**Exercise objective**
Everything in the records must be reproduced exactly, except for the pictures.

== Data for this task ==

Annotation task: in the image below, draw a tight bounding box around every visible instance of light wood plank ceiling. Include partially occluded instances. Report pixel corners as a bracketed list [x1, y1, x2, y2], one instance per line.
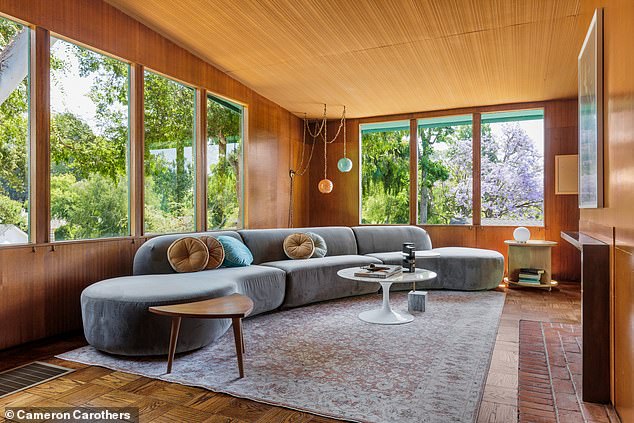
[104, 0, 591, 118]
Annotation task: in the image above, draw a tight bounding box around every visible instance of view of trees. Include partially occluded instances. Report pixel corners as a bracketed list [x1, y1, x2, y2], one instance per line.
[0, 18, 29, 239]
[206, 96, 242, 229]
[50, 37, 130, 240]
[361, 127, 410, 224]
[0, 15, 243, 244]
[418, 121, 472, 224]
[361, 117, 544, 226]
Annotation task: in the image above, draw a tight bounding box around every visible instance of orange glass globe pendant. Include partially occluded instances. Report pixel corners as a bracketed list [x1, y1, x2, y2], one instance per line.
[318, 178, 333, 193]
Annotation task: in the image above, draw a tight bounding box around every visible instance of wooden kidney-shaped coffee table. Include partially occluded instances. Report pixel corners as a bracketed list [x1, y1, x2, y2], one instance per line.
[149, 293, 254, 377]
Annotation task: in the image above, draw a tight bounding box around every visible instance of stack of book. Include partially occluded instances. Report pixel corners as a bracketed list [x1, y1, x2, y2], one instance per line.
[518, 268, 545, 284]
[354, 264, 402, 279]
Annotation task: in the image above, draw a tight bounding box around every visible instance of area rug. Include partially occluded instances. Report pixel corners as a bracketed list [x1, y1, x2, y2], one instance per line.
[59, 291, 505, 423]
[518, 320, 616, 423]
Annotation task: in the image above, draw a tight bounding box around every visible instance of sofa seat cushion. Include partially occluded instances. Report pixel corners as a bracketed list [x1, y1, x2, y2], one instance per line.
[366, 248, 503, 291]
[262, 255, 382, 308]
[429, 247, 504, 291]
[81, 265, 285, 356]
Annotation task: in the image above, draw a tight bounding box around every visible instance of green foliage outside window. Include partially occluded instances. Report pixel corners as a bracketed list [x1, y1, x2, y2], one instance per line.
[0, 18, 29, 240]
[206, 97, 242, 229]
[143, 71, 196, 233]
[361, 128, 410, 224]
[362, 116, 543, 226]
[50, 38, 130, 241]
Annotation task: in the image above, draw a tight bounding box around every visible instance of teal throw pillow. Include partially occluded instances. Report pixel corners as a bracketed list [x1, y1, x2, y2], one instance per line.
[306, 232, 327, 258]
[217, 236, 253, 267]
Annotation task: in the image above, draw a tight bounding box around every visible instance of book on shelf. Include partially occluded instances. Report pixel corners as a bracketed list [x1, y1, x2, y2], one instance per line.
[518, 278, 542, 284]
[518, 273, 542, 280]
[354, 264, 402, 279]
[519, 268, 545, 275]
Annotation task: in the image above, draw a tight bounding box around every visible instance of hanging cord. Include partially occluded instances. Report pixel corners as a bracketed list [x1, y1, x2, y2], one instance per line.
[324, 110, 329, 179]
[289, 115, 317, 227]
[288, 170, 295, 227]
[343, 106, 347, 157]
[326, 105, 346, 144]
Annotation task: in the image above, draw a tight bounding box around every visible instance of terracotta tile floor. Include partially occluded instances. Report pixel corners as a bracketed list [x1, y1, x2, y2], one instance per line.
[518, 321, 616, 423]
[478, 283, 621, 423]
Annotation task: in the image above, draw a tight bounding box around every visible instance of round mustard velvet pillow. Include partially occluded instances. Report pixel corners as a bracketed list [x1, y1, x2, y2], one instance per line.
[167, 237, 210, 273]
[283, 233, 315, 260]
[199, 236, 225, 270]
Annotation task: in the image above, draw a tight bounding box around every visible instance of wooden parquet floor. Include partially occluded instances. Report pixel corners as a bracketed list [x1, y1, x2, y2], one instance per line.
[0, 282, 612, 423]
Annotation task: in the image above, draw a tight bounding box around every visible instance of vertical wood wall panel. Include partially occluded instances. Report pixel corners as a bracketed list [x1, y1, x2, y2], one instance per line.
[29, 27, 50, 244]
[579, 0, 634, 418]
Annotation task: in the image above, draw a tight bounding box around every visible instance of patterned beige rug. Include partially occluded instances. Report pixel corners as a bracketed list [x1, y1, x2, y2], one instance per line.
[60, 290, 505, 423]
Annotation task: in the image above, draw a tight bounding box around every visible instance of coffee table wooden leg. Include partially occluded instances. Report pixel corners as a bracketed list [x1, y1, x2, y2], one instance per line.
[232, 317, 245, 378]
[166, 316, 181, 374]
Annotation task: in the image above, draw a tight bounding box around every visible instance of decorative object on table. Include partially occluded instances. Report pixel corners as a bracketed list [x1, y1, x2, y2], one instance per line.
[578, 8, 604, 209]
[513, 227, 531, 243]
[504, 239, 558, 291]
[283, 233, 315, 260]
[166, 237, 210, 273]
[354, 264, 402, 279]
[408, 290, 427, 313]
[288, 104, 346, 224]
[401, 242, 416, 273]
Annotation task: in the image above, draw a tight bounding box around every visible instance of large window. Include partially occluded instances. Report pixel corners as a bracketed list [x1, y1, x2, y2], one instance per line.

===

**Response to this exercise**
Annotation task: in the image below, draw a tight bounding box around every visible instance of light wood plank ceiling. Include partially occluded instances. Report pixel corners as a bracketed list [x1, y1, x2, y2], one instance per line.
[104, 0, 591, 118]
Annotation task: in the image above, draw a tight bounding box around every visible instance of view of trees. Include partially occluded instances. Report pixel corners as a bracketed list [x1, y1, x2, y2], one instance per line.
[0, 18, 29, 239]
[206, 96, 242, 229]
[50, 37, 130, 240]
[361, 127, 410, 224]
[0, 15, 243, 244]
[418, 121, 472, 224]
[361, 117, 544, 226]
Annotation task: in the image above, draw a tight bounding box around every visible instance of orange glass globe pendant. Include partially occluded instances. Report pixel corners as a bracketed list [x1, y1, x2, y2], one instance per line.
[318, 178, 333, 193]
Annotation task: in the image above, draw a tight bounding box around every visible instance of wooden kidney-shaped coffee table. Include partially occluded instances. Report pixel corners as a bracketed list [x1, y1, x2, y2], one instance per line.
[149, 293, 254, 377]
Annotation task: in the image above, draw a tight bounding box around every visible instance of stack of book. Include partially occluded instances. Report pixel corners as a bracketed list [x1, y1, x2, y2], one instance per line.
[518, 268, 545, 284]
[354, 264, 402, 279]
Annotation task: in the image above, draw a tight bounding box around every visible instance of area rug. Include partially occluded instances. Report pixel corners as a bracketed list [x1, y1, x2, y2], one instance per line.
[59, 291, 505, 423]
[518, 320, 616, 423]
Annotation task: in the image above, draw a tight bounding box around every visible instance of sofa seat cushion. Include partially occluded instances. Report pixel corners as a bracketed list [x1, y1, x2, y2], one instance per line.
[366, 248, 503, 291]
[262, 255, 382, 308]
[429, 247, 504, 291]
[81, 265, 285, 356]
Annotation task: in the image above, draw a tight bounding box around every visible instance of green foliage outside window. Include partially occluded instances. Report pixel corners as a bracketed list [x1, y1, x2, y2], one instance per line.
[0, 18, 29, 240]
[206, 97, 242, 229]
[143, 71, 196, 233]
[361, 128, 410, 224]
[362, 116, 543, 226]
[50, 38, 130, 241]
Annotation task: in the image above, draw a tight bounding box around every visible instance of teal throw pillow. Include partially occluded instances. Report pixel corners as a bracketed list [x1, y1, x2, y2], one instance per line.
[306, 232, 327, 258]
[217, 236, 253, 267]
Annotation task: in the image above, draw a tight bounding box around every visible instance of book on shelf. Include partially occluded instances. Report pixel corners as a bracketed list [x1, y1, x2, y2], one instance per line.
[518, 278, 542, 284]
[518, 273, 542, 280]
[354, 264, 402, 279]
[519, 268, 545, 275]
Annotation task: in the image above, draw a tight bounding box around every visible instance of hanging cord. Include partially occluded instances. Report pixel corners as a bracketed list [x1, y1, x2, y2], one instance per line.
[324, 110, 329, 179]
[289, 115, 317, 227]
[288, 170, 295, 227]
[343, 106, 347, 157]
[326, 105, 346, 144]
Annotation task: in the image above, draw a tight bounding box around every visible instance of terracotta tile floor. Include partially occluded instances. Report pixel corners as a bracketed list [x1, y1, x2, y2], one instance per line.
[518, 321, 616, 423]
[478, 283, 621, 423]
Annotation task: in the image above, draw a tight bounding box around every visible instance of round mustard velvet pillow. Include partially occluded instances. Report pixel corners as a bracketed list [x1, y1, x2, y2], one instance per line.
[167, 237, 210, 273]
[283, 233, 315, 260]
[199, 236, 225, 270]
Annotation task: in the image above, draw a tight bounding box around every visible instance of wooden parquet floor. Include partially occluded instances. Report pixel corners as a bracketed list [x1, y1, x2, y2], one instance per line.
[0, 282, 612, 423]
Annotation task: in the image above, draw a tight bounding box around every visible instance of vertical wood wall panel. Include partially occluded instances. Report pixel corners as a bracketed list [x1, y1, x2, y2], one instance per line.
[29, 27, 50, 244]
[579, 0, 634, 418]
Annotation task: in the image above, draw a tight bounding box around every visible instance of patterned beige rug. Include partially occluded instances. Report pixel corners as a bracketed list [x1, y1, x2, y2], one instance per line.
[60, 290, 505, 423]
Annotation task: in the image above, draw a tight bounding box around every visible instance of coffee table wooden leg. Include partially occluded instances. Report pixel corners as a bracketed list [x1, y1, x2, y2], one instance per line.
[232, 317, 245, 378]
[166, 316, 181, 374]
Annotation task: in the image above, draw a tight bounding box around every visible instance of decorative object on table. Include partially occluded instances. Report pixel corners as a bracketed list [x1, y1, x2, y2], one instance per line.
[578, 8, 604, 209]
[513, 227, 531, 243]
[504, 239, 558, 291]
[283, 233, 315, 260]
[166, 237, 210, 273]
[354, 264, 402, 279]
[408, 290, 427, 313]
[288, 104, 346, 224]
[401, 242, 416, 273]
Annotation task: in the image above, draw a tight bounding box around every visible instance of large window. Include partially occluded instances. Report pixel corners as a bracketed list [x1, y1, x2, y2], one instance per line.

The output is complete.